### EXTRAIT
++++++++++

Camille Robert et Romain Bach ont repris la codirection du Groupement romand d’études des addictions le 1er juillet 2022. En pleine crise économique, le duo se confie sur les défis à venir. Rencontre.

camille robert romain bach grea interview reiso 400Camille Robert et Romain Bach, un duo à la tête du Groupement romand d'études des addictions. © GREA

(REISO) Camille Robert et Romain Bach, vous avez repris la direction du GREA le 1er juillet 2022, après le départ de Jean-Félix Savary pour la Haute école de travail social de Genève. Qu’est-ce qui vous a motivé à faire candidature commune ?

(Camille) On est toujours beaucoup plus malins à plusieurs, et Romain et moi avons des champs de compétences complémentaires. Romain est calé notamment en ce qui concerne les addictions et le handicap, je suis spécialiste des addictions sans substance, comme les jeux vidéo, et les questions de genre. Ensemble, nous avons une compréhension très large des enjeux.

(Romain) Nous sommes beaucoup plus sereins à l’idée d’être deux, de pouvoir se reposer l’un·e sur l’autre. Cette fonction demande beaucoup d’engagement et de très nombreux contacts avec l’équipe. Il y a 20 ans, le GREA était une petite équipe d’expert·e·s. Aujourd’hui, nous sommes une quinzaine de spécialistes. En duo, nous offrons une disponibilité plus élevée à nos collègues et avons par ailleurs une meilleure réactivité. Et puis, j’aime être au service d’une cause en laquelle je crois.

++++++++++

### CONSIGNES
1 - D'après l'extrait, à quelle date Camille Robert et Romain Bach ont-ils repris la codirection du Groupement romand d’études des addictions ?
2 - Reproduisez le passage de l'extrait qui commence par « Camille Robert et Romain Bach ont » et se poursuit jusqu'à « faire candidature commune ? » inclus.

### DONNÉES FOURNIES
++++++++++

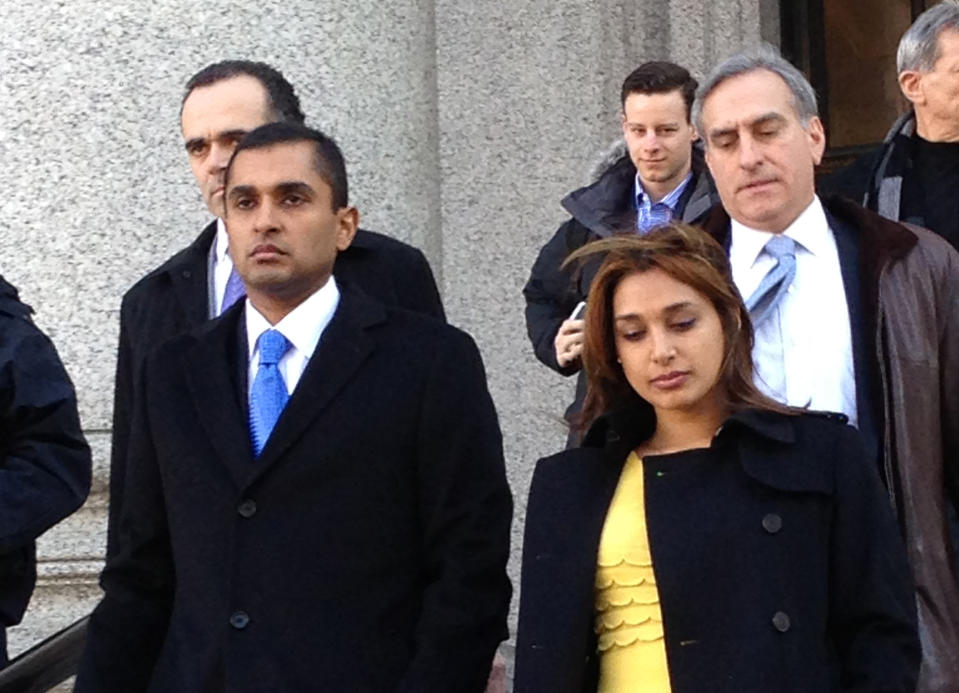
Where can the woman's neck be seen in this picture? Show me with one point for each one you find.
(684, 430)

++++++++++

### CORRIGÉ
1 - Le 1er juillet 2022.

2 -
Camille Robert et Romain Bach ont repris la codirection du Groupement romand d’études des addictions le 1er juillet 2022. En pleine crise économique, le duo se confie sur les défis à venir. Rencontre.

camille robert romain bach grea interview reiso 400Camille Robert et Romain Bach, un duo à la tête du Groupement romand d'études des addictions. © GREA

(REISO) Camille Robert et Romain Bach, vous avez repris la direction du GREA le 1er juillet 2022, après le départ de Jean-Félix Savary pour la Haute école de travail social de Genève. Qu’est-ce qui vous a motivé à faire candidature commune ?